ASSIGNMENT >> Quote the records below in full, exactly as given, with the images taken out.

── DATASET EXCERPTS

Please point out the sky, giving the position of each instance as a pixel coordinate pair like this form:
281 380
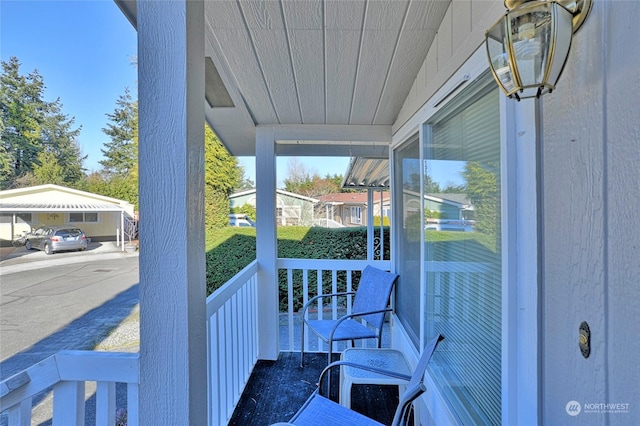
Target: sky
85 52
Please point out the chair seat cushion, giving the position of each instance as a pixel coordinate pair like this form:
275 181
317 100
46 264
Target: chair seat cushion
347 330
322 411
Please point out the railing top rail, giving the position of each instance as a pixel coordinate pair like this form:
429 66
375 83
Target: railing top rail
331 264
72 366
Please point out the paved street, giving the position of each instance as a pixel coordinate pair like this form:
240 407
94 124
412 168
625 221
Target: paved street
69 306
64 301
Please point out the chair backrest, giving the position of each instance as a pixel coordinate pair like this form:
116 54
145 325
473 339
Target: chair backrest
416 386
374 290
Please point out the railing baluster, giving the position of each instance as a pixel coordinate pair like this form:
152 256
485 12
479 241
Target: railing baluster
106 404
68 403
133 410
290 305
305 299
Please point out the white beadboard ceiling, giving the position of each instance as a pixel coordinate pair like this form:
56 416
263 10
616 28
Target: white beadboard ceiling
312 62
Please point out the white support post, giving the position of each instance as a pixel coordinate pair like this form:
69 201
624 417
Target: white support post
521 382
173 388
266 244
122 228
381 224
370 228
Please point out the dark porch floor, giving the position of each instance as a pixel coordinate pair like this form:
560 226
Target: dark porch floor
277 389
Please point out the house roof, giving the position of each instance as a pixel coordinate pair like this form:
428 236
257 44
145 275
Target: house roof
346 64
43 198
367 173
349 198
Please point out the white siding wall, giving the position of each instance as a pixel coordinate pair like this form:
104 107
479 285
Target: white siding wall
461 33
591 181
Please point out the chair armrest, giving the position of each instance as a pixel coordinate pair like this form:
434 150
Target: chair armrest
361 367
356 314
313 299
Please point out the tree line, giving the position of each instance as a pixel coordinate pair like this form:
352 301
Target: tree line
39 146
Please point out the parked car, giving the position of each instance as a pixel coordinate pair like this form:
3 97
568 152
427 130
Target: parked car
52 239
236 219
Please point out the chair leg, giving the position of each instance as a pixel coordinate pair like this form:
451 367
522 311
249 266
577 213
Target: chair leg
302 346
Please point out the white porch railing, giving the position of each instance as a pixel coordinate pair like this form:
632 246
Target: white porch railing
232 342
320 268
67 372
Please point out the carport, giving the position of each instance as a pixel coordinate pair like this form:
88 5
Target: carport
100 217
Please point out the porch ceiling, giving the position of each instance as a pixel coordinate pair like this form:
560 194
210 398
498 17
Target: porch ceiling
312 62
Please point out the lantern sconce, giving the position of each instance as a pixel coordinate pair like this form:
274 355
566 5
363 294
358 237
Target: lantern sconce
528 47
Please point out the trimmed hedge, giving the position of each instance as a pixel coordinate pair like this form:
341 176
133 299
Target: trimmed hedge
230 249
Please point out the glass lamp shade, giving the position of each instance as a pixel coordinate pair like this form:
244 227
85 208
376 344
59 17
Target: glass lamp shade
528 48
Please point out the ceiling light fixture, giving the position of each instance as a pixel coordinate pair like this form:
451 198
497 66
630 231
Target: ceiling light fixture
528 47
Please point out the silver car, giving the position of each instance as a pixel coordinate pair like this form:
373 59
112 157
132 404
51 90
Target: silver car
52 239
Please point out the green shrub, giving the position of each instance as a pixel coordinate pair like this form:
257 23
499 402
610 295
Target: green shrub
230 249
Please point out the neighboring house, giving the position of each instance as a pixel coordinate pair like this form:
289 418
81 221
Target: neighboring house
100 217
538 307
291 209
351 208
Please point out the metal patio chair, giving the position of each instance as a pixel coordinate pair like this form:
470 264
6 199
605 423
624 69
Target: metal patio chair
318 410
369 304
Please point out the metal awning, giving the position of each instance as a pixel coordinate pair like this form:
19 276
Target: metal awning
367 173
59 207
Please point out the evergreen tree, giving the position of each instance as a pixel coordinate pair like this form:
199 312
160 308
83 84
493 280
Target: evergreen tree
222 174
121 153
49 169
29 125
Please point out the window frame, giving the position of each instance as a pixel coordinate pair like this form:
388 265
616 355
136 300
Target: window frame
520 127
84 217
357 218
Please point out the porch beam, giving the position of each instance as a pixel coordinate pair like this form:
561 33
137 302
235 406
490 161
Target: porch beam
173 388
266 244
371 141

────

YOUR RESPONSE >>
Please point out the sky, giving the position of each instance as a pixel coordinate pair like this form:
281 380
Target: sky
85 52
Please point out the chair seat cushion, giving the position of each instance as a pixel coordinate pair like this form:
275 181
317 100
46 264
Target: chair seat cushion
347 330
322 411
Please point out the railing top rail, giving the position of each instance as a pixel coordinate pair like this form:
429 66
375 83
Target: railing top rail
331 264
72 366
Please point out the paved street, giving the position of each instance as a pixel coordinate pair like this form:
240 407
94 124
412 168
625 221
Target: paved street
69 306
64 301
Please point out the chair backrest, giving the position of each instance as a pixel coordinate pair like this form:
116 54
145 325
473 339
Target: chair backrest
416 386
374 290
Please point out the railing baluster, giving the position of each instance as a pixel coordinate pair like this form:
152 256
485 12
479 241
Target: railing baluster
106 404
68 403
133 410
290 305
305 299
Please point out the white beadboard ceiling, giving the position of each instance as a pixel coordinate pair like this form:
56 416
263 10
616 28
Target: white beadboard ceiling
312 62
Please point out the white support post, giving the position of each instance as a pixel coordinate pair like this form:
69 201
624 417
Target: white support post
521 382
173 388
266 244
122 228
381 224
370 228
Please point out the dark porch floor, giving the position of each instance as a pixel coordinate pair like this form:
560 226
Target: dark porch floor
277 389
Please point out the house roof, giving the position of each instance as a pixel coordinate pair like this form:
428 236
257 44
145 275
Target: house roof
346 64
43 198
367 173
349 198
Please point out the white siding wall, giving the position of each instance as a pixel coordinate pair like this form:
104 107
479 285
Target: white siding wall
461 33
591 181
Please point out the chair armrest, giving the position of each instance as a pixel coordinate pair like this form:
434 150
Target: chair armrest
361 367
356 314
313 299
Please point out the tree line, giving the position of each instance as a pixel coordinate pair like this form:
352 301
Target: tree line
39 146
Please point out the parked car, giving the position of each instance as a pixel coordinate pair like this form:
3 97
568 152
427 130
Target: parked car
52 239
236 219
Please point out the chair leg, giving the position of each instance as a pixel coordinate pair like this form:
451 367
522 311
249 266
577 213
Target: chair leg
302 346
Please point out the white porch railing, giving the position of each instance as a pixel coordinate pair like this form:
632 246
Target: white porch railing
232 342
320 268
67 372
Please point out the carport, giving the position of each instance as a pixel coordinate pair like this form:
88 5
Target: carport
100 217
Please point out the porch ceiling, giving the position of each instance as a pixel coordinate pair like this form:
560 194
210 398
498 17
Target: porch ceiling
312 62
Please point out the lantern sconce, giving the position of each instance as a pixel coordinate pair like this form:
274 355
566 5
363 294
358 237
Target: lantern sconce
528 47
Please point out the trimmed hedge, giving the position of each instance as a pixel coordinate pair like this form:
341 176
133 299
Target: trimmed hedge
230 249
Please point out the glass lamp shade, giving the position of each instance as a pixel coordinate pair like this form:
244 227
85 208
376 344
59 17
Target: glass lamp shade
528 48
Please point out the ceiling light fixture, giving the position of each instance as a pixel coordinate pair like this form:
451 198
497 66
630 231
Target: ceiling light fixture
528 47
Please point out the silver car, giving the position of each instance as a pixel coordinate pair like this form:
373 59
112 157
132 404
51 90
Target: silver car
52 239
Please point out the green shrub, giving the position of each instance as a pixel coordinate pair like this form:
257 23
499 402
610 295
Target: green shrub
230 249
Please point out the neighboring house, giving the position of each instance as a pixel coordinate pair like this form:
289 418
81 221
Target: neighboring house
100 217
538 307
291 209
351 208
Please point out the metal patio chair, giving the position of each instance as a pixel coordinate pair like this form:
470 264
6 199
605 423
624 69
Target: metal patio chair
318 410
369 304
Please point out the metal awning, giving the position of each instance as a pixel coordinate pair like this form:
19 276
Target: metal awning
367 173
59 207
Please point out the evergreen tree, giving the position of each instance as a pixel coordinate pair like this form:
199 312
160 308
83 84
493 280
Target: evergreen tree
222 174
121 153
49 169
29 125
Please point out the window frame, giving the position of each instance as a pixel coordinate pair like this form:
388 265
616 355
136 300
Target: window frame
520 127
84 217
357 218
Please point out the porch beam, giving the position of each instance as a pixel coordinate pair like this form:
561 33
137 302
235 406
490 161
Target: porch beam
173 388
266 244
371 141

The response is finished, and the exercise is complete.